Recorded data: Begin
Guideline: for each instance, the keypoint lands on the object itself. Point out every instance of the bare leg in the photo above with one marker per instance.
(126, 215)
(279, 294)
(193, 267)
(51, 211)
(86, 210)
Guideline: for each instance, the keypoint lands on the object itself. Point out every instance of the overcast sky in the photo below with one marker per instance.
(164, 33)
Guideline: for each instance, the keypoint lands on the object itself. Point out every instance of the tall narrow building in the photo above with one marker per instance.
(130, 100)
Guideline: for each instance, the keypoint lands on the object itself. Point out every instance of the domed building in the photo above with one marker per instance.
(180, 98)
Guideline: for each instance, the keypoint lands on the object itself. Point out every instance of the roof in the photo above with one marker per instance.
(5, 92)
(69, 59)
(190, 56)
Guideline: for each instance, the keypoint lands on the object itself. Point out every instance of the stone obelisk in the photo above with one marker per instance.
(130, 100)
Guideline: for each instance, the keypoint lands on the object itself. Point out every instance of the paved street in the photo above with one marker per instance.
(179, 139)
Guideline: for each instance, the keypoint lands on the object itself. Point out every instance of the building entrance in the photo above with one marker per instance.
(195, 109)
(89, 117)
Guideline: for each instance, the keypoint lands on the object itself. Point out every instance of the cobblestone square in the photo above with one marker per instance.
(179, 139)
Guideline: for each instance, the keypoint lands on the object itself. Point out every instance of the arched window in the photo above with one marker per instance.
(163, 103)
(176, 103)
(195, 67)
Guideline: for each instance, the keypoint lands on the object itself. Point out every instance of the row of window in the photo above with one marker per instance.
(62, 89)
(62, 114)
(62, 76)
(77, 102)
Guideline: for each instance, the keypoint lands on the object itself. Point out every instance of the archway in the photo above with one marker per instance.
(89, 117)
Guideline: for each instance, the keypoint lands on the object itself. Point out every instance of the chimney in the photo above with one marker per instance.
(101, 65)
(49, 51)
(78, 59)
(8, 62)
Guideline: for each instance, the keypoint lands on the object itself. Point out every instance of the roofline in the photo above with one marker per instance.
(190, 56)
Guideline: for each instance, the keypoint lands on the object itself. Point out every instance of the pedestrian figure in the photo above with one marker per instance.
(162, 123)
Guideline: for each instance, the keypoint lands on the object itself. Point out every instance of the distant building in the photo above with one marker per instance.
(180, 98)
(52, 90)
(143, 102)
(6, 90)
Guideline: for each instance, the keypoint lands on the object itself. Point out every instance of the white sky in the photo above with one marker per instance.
Recorded data: End
The answer consists of the line holding "row of window" and every line after it up to the end of the records, word for word.

Response box:
Guideline: for each instance, the keypoint lands on the object itself. Point out every instance of the row of window in the photo above with one marker per instance.
(62, 89)
(62, 114)
(62, 76)
(77, 102)
Guideline: for each instance, the keypoint lands on the object itself. Point out every instance of the archway in the photo above with one marker per instance.
(89, 117)
Guideline: for each instance, the keypoint lands on the object itself. Point out every instance of the chimney in the photo above with one marker per instance.
(101, 65)
(49, 51)
(78, 59)
(8, 62)
Guideline: for each instance, the keypoint lands on the object itself. Point out every instance of the roofline in the photo above with one marker per instance.
(190, 56)
Guideline: for each instance, the keypoint lands on the object itself. Point out every instance of the pedestrian figure in the photo above with one marker per instance.
(162, 123)
Guideline: for each instance, the keypoint lands on the object itself. Point out every instance of the distant building in the photo above with one marker per instance.
(180, 98)
(52, 90)
(143, 102)
(6, 90)
Guideline: for each instance, the keypoint lands on the object itself. Point out every instance of the white sky in the photo above with one marker per instance.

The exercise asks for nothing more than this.